*** Data supplied

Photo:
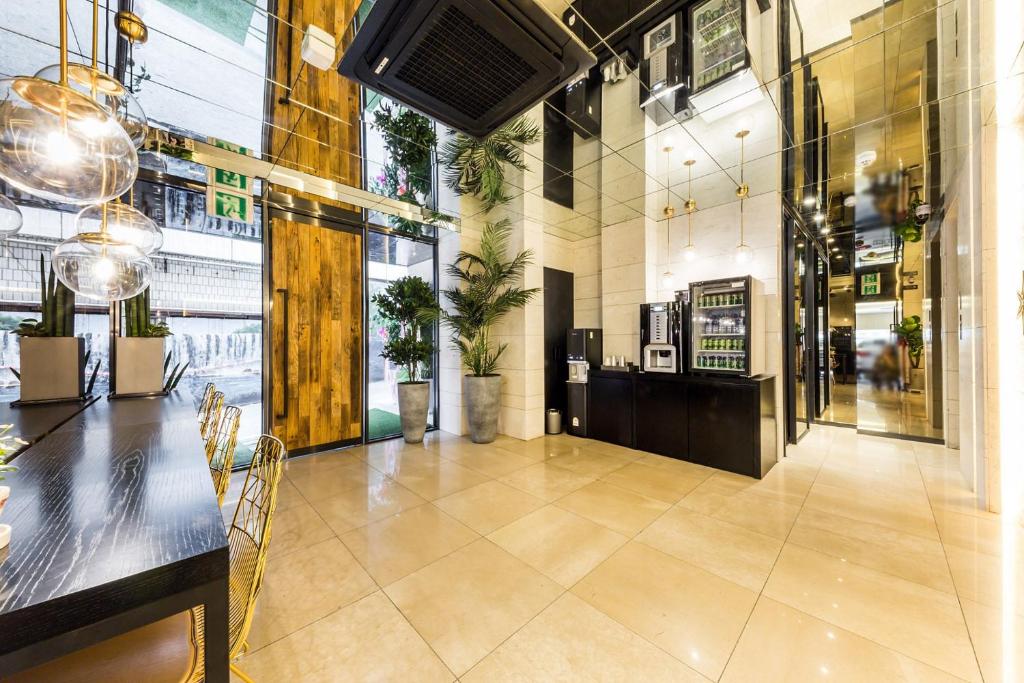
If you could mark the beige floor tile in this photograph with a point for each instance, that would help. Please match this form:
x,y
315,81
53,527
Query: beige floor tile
x,y
399,545
998,640
866,506
299,526
619,509
560,545
571,641
492,461
361,506
781,644
317,485
732,552
546,481
911,557
469,602
306,586
488,506
436,478
981,578
981,532
654,482
690,613
366,641
908,617
589,463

******

▶ [Activity]:
The result should be the full material above, word for word, with its pictures omitted.

▶ [Response box]:
Photo:
If you could mark the beige floor tile in this photograph with a point for each instance, that would help. Please match this form:
x,y
315,81
53,527
Query: beige floor tile
x,y
399,545
998,640
866,506
299,526
619,509
560,545
571,641
492,461
361,506
781,644
317,485
732,552
546,481
911,557
469,602
306,586
488,506
436,478
981,578
981,532
654,482
690,613
366,641
908,617
589,463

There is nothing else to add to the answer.